PROBLEM DETAILS —
Write the material out again, line by line, exactly as it is.

EXTRACTED MATERIAL —
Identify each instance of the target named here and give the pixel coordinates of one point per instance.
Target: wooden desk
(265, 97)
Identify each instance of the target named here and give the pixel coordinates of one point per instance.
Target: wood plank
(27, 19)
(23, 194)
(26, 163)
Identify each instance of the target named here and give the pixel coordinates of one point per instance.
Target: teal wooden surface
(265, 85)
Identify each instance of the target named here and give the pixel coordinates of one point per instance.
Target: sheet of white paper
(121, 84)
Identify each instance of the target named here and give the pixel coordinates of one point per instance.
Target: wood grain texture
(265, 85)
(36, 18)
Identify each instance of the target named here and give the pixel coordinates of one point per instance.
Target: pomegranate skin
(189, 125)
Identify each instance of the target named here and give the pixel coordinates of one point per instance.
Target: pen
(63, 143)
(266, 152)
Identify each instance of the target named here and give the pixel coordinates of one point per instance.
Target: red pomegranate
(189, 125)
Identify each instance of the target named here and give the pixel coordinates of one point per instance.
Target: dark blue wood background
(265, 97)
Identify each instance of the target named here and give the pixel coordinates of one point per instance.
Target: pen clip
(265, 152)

THE ANSWER —
Identify each instance of the target named here and give the pixel coordinates of one point per instance.
Target: wooden desk
(265, 97)
Identify each instance of the target named here and give the pixel coordinates of one point per instance.
Target: wood plank
(27, 19)
(23, 194)
(26, 163)
Identify each instance of the target named here and give the pixel coordinates of one point per instance.
Target: teal wooden surface
(265, 85)
Identify each instance of the target named here and give the pixel coordinates of one point per instance.
Target: sheet of white paper
(121, 84)
Identify each instance of the target named here and give the pixel coordinates of one point per instance.
Target: wood grain texture
(265, 85)
(36, 18)
Identify each instance of the target named here and give the pixel coordinates of one point per instance.
Target: pomegranate skin
(189, 125)
Identify each instance of the target named here and give the pixel coordinates of one point per instance.
Target: pen
(63, 143)
(266, 152)
Identify each instance of the target named here and give the pixel coordinates of one point per instance.
Target: red pomegranate
(189, 125)
Identify each instance of the target named here and give the pixel coordinates of one point per instance.
Target: dark blue wood background
(265, 97)
Identify each instance of the target named here and give the pixel coordinates of one point per instance.
Target: pen clip
(265, 152)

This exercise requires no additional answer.